(Short problem) From the line containing "written like (192,221)." down to the last line of the records below, copy every line exactly. Leave out everything before it.
━━━ Input ━━━
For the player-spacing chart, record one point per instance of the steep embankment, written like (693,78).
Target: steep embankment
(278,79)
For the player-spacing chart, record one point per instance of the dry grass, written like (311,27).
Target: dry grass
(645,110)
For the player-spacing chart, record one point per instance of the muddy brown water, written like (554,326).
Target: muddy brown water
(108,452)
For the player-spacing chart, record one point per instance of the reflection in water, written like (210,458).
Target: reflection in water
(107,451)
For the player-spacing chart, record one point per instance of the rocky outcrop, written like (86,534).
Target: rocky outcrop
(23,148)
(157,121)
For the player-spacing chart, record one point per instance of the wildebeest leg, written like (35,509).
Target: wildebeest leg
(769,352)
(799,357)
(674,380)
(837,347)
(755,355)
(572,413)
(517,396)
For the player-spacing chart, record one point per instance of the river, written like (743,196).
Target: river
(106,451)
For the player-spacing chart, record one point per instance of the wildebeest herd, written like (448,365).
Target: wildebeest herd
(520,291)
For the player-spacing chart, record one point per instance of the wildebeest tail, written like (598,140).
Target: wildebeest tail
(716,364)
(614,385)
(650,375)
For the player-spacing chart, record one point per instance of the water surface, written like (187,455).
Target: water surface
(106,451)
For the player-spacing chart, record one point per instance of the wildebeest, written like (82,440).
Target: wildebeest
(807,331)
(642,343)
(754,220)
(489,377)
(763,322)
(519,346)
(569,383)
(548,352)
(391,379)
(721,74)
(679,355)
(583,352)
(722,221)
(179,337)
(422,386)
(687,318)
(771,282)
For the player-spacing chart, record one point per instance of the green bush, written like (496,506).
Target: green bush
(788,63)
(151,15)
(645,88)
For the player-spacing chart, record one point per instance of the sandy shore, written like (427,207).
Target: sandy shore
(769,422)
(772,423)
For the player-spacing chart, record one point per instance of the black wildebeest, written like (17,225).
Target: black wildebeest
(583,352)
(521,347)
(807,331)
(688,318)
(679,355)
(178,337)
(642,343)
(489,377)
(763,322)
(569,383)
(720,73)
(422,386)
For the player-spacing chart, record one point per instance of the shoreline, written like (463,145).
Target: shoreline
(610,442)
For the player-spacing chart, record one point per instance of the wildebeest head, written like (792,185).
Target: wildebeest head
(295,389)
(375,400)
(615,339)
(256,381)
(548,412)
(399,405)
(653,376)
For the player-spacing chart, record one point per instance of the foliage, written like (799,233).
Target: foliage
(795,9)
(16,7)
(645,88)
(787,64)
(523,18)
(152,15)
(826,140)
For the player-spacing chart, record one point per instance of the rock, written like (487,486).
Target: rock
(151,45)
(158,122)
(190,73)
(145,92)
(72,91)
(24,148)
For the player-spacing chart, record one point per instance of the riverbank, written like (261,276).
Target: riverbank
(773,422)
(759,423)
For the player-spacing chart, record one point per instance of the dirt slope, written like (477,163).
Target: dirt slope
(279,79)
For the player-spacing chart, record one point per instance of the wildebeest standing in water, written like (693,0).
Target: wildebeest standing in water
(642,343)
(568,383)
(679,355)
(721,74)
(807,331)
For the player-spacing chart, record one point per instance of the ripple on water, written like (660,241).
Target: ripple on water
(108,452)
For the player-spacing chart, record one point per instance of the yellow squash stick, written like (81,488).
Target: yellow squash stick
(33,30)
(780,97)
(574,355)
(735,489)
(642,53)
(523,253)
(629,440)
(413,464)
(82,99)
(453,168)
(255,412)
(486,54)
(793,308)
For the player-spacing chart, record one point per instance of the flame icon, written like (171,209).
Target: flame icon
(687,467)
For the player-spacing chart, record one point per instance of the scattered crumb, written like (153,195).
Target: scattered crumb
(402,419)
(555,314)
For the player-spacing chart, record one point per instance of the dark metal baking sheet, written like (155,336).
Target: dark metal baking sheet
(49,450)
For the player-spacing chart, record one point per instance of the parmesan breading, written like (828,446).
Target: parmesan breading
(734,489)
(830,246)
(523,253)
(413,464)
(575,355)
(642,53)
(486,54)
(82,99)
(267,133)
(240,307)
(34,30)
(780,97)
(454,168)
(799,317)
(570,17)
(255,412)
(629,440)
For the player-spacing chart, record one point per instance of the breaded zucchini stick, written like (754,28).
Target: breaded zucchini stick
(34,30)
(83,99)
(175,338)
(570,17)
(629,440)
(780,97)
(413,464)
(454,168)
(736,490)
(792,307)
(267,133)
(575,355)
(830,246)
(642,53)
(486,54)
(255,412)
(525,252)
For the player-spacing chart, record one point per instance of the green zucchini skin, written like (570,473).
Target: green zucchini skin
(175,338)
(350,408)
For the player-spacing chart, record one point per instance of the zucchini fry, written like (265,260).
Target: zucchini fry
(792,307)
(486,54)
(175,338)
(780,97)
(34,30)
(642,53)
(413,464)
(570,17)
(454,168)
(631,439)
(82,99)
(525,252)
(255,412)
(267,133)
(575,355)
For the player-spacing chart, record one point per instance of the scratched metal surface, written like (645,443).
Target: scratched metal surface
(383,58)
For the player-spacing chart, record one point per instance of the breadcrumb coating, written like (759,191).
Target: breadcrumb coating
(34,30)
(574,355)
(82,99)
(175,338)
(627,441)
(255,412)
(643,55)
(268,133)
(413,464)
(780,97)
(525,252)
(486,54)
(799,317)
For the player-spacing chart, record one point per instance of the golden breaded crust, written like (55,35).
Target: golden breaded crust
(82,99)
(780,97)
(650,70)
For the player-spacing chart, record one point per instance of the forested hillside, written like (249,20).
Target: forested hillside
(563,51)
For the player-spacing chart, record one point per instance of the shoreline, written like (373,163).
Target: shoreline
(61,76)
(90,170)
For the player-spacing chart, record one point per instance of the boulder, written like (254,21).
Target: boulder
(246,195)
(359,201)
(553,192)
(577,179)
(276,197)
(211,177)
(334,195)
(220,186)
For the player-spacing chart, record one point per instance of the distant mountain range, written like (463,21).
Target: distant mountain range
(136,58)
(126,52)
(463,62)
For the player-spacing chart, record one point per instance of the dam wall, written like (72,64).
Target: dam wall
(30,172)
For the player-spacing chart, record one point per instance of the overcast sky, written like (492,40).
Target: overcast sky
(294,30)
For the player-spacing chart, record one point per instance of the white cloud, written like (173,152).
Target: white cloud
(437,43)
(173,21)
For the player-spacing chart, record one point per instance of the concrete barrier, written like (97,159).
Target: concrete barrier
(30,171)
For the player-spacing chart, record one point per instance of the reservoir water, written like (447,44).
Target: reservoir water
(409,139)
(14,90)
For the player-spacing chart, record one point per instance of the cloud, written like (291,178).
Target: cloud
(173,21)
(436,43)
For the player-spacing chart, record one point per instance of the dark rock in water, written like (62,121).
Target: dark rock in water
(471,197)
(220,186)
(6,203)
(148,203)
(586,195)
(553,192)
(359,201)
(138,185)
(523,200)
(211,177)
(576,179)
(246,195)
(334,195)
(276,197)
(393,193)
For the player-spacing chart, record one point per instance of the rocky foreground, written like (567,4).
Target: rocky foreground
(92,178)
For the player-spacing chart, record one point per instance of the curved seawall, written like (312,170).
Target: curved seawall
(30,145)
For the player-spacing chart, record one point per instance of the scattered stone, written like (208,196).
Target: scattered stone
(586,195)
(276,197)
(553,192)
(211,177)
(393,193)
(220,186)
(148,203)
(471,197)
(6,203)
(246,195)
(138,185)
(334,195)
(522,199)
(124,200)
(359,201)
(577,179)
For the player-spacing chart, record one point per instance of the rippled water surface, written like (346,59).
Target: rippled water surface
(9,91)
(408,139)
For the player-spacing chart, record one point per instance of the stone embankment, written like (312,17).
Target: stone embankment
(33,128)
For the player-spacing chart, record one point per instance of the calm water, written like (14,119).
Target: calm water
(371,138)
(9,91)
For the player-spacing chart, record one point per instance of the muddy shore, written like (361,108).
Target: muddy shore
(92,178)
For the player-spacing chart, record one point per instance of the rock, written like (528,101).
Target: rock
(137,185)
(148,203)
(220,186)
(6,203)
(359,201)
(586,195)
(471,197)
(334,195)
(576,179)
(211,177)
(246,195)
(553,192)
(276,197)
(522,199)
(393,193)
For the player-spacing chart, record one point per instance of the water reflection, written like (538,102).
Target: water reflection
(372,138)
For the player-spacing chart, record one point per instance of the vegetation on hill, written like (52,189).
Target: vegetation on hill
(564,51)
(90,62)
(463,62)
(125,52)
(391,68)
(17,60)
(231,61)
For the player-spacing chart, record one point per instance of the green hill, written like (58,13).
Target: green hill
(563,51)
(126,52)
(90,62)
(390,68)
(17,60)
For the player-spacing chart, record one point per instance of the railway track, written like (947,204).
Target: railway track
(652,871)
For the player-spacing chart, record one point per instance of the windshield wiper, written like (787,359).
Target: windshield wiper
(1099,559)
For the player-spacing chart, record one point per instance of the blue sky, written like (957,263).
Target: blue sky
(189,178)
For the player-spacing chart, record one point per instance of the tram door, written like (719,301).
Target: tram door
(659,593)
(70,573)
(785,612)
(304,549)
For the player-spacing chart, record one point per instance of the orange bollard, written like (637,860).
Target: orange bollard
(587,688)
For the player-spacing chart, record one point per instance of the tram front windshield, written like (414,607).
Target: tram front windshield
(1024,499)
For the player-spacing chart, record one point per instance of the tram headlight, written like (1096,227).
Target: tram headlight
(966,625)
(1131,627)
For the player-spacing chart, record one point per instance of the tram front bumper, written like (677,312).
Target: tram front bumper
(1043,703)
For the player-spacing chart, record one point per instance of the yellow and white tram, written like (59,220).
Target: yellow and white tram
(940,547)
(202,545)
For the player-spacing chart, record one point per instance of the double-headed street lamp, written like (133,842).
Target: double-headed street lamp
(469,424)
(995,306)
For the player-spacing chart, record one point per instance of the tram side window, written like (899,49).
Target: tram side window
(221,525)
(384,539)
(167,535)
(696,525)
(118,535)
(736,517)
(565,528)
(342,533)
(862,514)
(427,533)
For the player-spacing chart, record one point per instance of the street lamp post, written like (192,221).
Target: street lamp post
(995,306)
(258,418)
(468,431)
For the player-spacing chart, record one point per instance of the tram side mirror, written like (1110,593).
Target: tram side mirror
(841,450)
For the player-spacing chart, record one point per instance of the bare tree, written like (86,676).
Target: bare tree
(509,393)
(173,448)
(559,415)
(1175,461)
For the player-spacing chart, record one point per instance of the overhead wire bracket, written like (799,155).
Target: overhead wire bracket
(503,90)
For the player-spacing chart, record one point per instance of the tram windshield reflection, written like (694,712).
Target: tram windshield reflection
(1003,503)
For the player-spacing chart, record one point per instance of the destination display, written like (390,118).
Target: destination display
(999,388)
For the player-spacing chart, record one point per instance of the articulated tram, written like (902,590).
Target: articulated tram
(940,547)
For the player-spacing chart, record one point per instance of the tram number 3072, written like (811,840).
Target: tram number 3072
━━━
(Response to the exercise)
For the player-spacing chart, record one point per instance of the street lamp post, written like (192,221).
Target: street lamp post
(995,306)
(258,418)
(468,431)
For the player-spacing chart, record one point per instance of the tram side mirror, written like (1110,593).
Target: tram side mirror
(841,450)
For the player-spacing chart, record one point per instance of the bare tree, written like (86,676).
Target: bare tree
(509,393)
(173,448)
(559,415)
(1175,461)
For the player-spacing chart, record one point per instance of the overhead wire bracket, written like (799,155).
Target: overhead wire bracket
(503,90)
For the player-spacing chart, record one point per instance of the tram windshield reflection, written like (694,712).
Target: tram windshield reflection
(1003,503)
For the player-spacing chart, record one point per instance of the destination display, written like (390,118).
Target: destination display
(999,388)
For the player-spacing chart, record one point per instance of the articulated tram, written like (902,590).
Target: articulated tram
(940,547)
For the player-spacing chart, record one point per instance of the tram number 3072, written like (811,840).
Target: tram number 3072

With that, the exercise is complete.